[Annotation records]
↓↓↓

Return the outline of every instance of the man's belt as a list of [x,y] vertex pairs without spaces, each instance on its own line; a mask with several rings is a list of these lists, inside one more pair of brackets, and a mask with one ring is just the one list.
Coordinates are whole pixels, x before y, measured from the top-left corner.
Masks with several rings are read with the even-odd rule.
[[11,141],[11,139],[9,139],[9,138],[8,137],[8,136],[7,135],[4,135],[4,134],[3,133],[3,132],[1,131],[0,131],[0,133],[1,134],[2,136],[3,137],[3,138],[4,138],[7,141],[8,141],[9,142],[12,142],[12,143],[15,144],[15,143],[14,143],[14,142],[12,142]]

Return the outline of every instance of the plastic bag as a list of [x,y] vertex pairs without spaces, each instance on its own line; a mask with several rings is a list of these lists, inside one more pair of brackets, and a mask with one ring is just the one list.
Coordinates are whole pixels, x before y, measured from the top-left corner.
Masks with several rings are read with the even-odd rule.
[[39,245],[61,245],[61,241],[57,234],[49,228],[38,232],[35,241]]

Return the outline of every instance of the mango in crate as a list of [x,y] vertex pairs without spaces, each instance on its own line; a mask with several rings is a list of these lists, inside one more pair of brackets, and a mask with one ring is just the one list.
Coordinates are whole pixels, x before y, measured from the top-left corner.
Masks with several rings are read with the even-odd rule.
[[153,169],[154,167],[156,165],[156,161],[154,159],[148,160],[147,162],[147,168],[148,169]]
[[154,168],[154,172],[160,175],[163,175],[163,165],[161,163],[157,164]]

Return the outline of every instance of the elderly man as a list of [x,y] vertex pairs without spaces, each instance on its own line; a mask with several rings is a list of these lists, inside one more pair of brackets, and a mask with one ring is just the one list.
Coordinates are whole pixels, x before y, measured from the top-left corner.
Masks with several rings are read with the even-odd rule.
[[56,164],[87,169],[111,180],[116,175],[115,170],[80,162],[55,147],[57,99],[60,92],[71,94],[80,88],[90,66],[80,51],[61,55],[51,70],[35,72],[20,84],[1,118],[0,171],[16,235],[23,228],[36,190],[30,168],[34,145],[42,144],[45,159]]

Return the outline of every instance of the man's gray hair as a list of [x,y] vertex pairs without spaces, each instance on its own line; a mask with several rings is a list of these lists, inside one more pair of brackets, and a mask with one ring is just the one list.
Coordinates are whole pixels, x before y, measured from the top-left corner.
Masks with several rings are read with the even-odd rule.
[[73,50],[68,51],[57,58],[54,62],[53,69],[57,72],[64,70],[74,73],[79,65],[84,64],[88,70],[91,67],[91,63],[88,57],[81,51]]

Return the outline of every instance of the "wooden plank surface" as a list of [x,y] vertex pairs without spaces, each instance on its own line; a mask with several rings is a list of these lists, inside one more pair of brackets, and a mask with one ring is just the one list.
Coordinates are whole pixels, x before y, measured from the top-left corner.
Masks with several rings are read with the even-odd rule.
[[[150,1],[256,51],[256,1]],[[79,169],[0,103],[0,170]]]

↑↑↑

What is expected :: Turn the lines of the listing into a Markdown table with the columns Row and Line, starting with the line that contains "Return the outline of every instance of the plastic" and going on through the line that contains "[[39,245],[61,245],[61,241],[57,234],[49,228],[38,232],[35,241]]", and leave out any blank lines.

Problem solution ::
| Row | Line |
|---|---|
| 1 | Return the outline of every instance of the plastic bag as a list of [x,y] vertex pairs without spaces, each instance on its own line; a mask with several rings is a list of these lists, inside one more pair of brackets, and a mask with one ring is just the one list. |
| 2 | Coordinates are whole pixels, x before y, measured from the top-left corner. |
| 3 | Masks with several rings are read with the even-odd rule. |
| 4 | [[39,245],[61,245],[61,241],[57,234],[49,228],[38,232],[35,241]] |